Short exercise :: Drop the pictures, then extract the listing word for word.
%%
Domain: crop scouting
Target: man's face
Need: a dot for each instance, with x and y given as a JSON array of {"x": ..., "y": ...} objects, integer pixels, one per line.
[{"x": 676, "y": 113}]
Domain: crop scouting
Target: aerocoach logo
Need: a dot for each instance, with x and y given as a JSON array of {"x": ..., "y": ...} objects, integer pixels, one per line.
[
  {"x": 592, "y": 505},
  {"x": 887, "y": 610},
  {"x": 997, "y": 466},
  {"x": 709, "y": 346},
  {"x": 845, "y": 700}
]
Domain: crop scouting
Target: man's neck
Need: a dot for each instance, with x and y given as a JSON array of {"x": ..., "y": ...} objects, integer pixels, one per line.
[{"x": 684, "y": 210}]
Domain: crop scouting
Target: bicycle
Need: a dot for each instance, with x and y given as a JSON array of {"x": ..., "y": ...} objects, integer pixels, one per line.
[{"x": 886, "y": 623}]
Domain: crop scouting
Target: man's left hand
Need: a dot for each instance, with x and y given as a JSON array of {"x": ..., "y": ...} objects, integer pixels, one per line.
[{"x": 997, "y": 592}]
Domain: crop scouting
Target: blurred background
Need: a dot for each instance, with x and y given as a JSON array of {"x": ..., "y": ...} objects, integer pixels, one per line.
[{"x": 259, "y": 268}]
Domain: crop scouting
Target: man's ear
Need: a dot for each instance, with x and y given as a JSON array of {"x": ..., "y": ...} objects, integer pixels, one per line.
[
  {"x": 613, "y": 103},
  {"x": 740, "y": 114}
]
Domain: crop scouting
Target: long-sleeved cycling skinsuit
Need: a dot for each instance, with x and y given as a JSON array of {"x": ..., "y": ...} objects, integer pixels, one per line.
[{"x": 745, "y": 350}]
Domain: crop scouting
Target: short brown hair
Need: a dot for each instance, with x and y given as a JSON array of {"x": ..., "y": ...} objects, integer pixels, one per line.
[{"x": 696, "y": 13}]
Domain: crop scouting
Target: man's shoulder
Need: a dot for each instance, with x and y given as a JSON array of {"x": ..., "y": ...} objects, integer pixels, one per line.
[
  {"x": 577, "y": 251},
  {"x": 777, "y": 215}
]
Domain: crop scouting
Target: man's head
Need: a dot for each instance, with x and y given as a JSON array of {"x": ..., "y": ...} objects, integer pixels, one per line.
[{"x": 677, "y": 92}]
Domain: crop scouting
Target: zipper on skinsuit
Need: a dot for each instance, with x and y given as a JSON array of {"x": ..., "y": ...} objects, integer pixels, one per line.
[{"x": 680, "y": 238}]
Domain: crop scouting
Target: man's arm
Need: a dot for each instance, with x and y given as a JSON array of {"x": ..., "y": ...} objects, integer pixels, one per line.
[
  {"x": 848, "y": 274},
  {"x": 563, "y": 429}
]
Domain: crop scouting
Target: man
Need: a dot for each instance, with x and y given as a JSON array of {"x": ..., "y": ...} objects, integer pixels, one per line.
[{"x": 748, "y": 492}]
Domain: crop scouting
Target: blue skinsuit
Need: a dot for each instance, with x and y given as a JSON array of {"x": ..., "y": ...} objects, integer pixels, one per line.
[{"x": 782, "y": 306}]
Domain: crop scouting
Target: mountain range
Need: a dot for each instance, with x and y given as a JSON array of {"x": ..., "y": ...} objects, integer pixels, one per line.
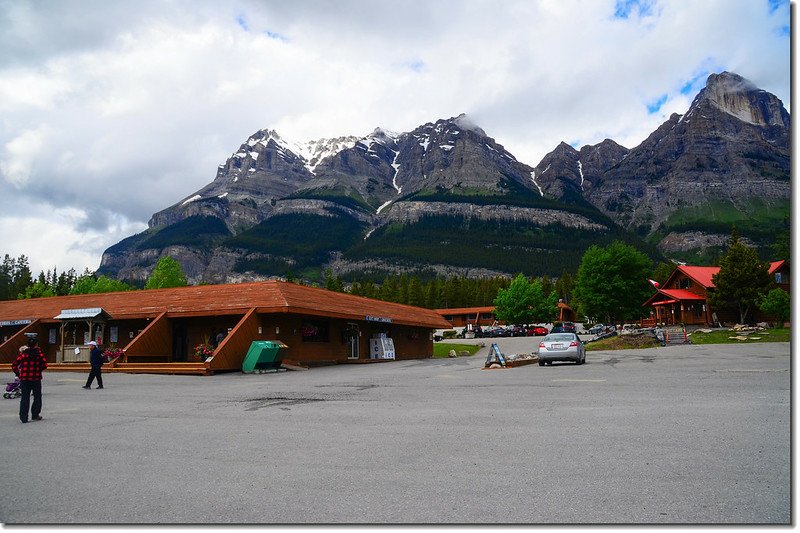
[{"x": 447, "y": 199}]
%%
Task response ::
Domain: crop scouting
Target: man's face
Need: a dot for each instance, with x and y given as a JSON array of {"x": ..., "y": ...} objects, integer pixels, one per line.
[{"x": 676, "y": 113}]
Domain: crop scouting
Target: aerocoach logo
Need: a dot for each instance, with x and y given as a JSON array of {"x": ..., "y": ...} objects, integer pixels, one per line.
[
  {"x": 592, "y": 505},
  {"x": 887, "y": 610},
  {"x": 997, "y": 466},
  {"x": 709, "y": 346},
  {"x": 845, "y": 700}
]
Domain: crop scouting
Target: man's neck
Need: a dot for each instance, with x and y given as a JSON array of {"x": ..., "y": ...} objects, integer pixels, one per line.
[{"x": 684, "y": 210}]
Domain: crop scouting
Target: bicycle
Need: a dot for each instance, with x and y given as a JSON array of {"x": ..., "y": ...} objects, integer pixels, one per line.
[{"x": 886, "y": 623}]
Domain: crop scouting
Target: man's left hand
Need: a dot for each instance, with x and y given as a JSON array of {"x": ..., "y": ...} objects, integer pixels, one per line.
[{"x": 997, "y": 592}]
Domain: crop scouting
Target: blurred background
Need: a dot for each instance, with x and y given as a JSON array of {"x": ..., "y": ...} objects, integer pixels, one per line.
[{"x": 259, "y": 268}]
Domain: crop scouting
Target: man's ear
Need: a dot for each instance, with x and y given as a JSON array of {"x": ..., "y": ...} objects, integer pixels, one per line.
[
  {"x": 613, "y": 103},
  {"x": 740, "y": 114}
]
Domain: crop scouting
Target: long-sleeved cycling skinsuit
Need: a dot for each instance, with x and y given as a JSON array of {"x": ..., "y": ...} objects, integer pixels, one per line.
[{"x": 745, "y": 350}]
Domain: crop scouting
Target: short brown hair
Need: a dot for each instance, with x and y given as a JSON array of {"x": ..., "y": ...} objects, integer pixels, one per line.
[{"x": 696, "y": 13}]
Domain: crop scouting
Target: man's shoulder
Need: a dot for each instance, with x and y given as a JSON array of {"x": ..., "y": ...} objects, integer pixels, one per line.
[
  {"x": 577, "y": 251},
  {"x": 777, "y": 215}
]
Domain: crop scouting
Target: man's head
Need: a dot for each instance, with x and y given as a JSON array of {"x": ..., "y": ...} objects, integer pixels, one per line.
[{"x": 677, "y": 92}]
Domain: crop scouting
Target: zipper on skinsuit
Need: a dot for each instance, with x and y given as a JSON array of {"x": ..., "y": ...} objects, integer pixels, one per line.
[{"x": 680, "y": 238}]
Domain: crop scouting
Target: man's arm
Need: a dot for each instance, with x and y given as a JSON array of {"x": ..., "y": ...} objects, integer pixels, one per line.
[
  {"x": 848, "y": 274},
  {"x": 563, "y": 429}
]
Domain: crop scouting
Target: man
Need: a dot for each instance, with x and y given as a JSON array of {"x": ..., "y": ...} objects, integer pixels, one per line.
[{"x": 748, "y": 492}]
Domain: crop scouting
Target: blue skinsuit
Need: a dot for each instance, with x and y given as a JSON array of {"x": ..., "y": ...} objects, integer pixels, one per line.
[{"x": 782, "y": 306}]
Domain: crop scouting
Target: mountain range
Need: a dot for each instance, with x and y given as a JSON array of {"x": ..., "y": ...} objects, integer pixels, one per line.
[{"x": 447, "y": 199}]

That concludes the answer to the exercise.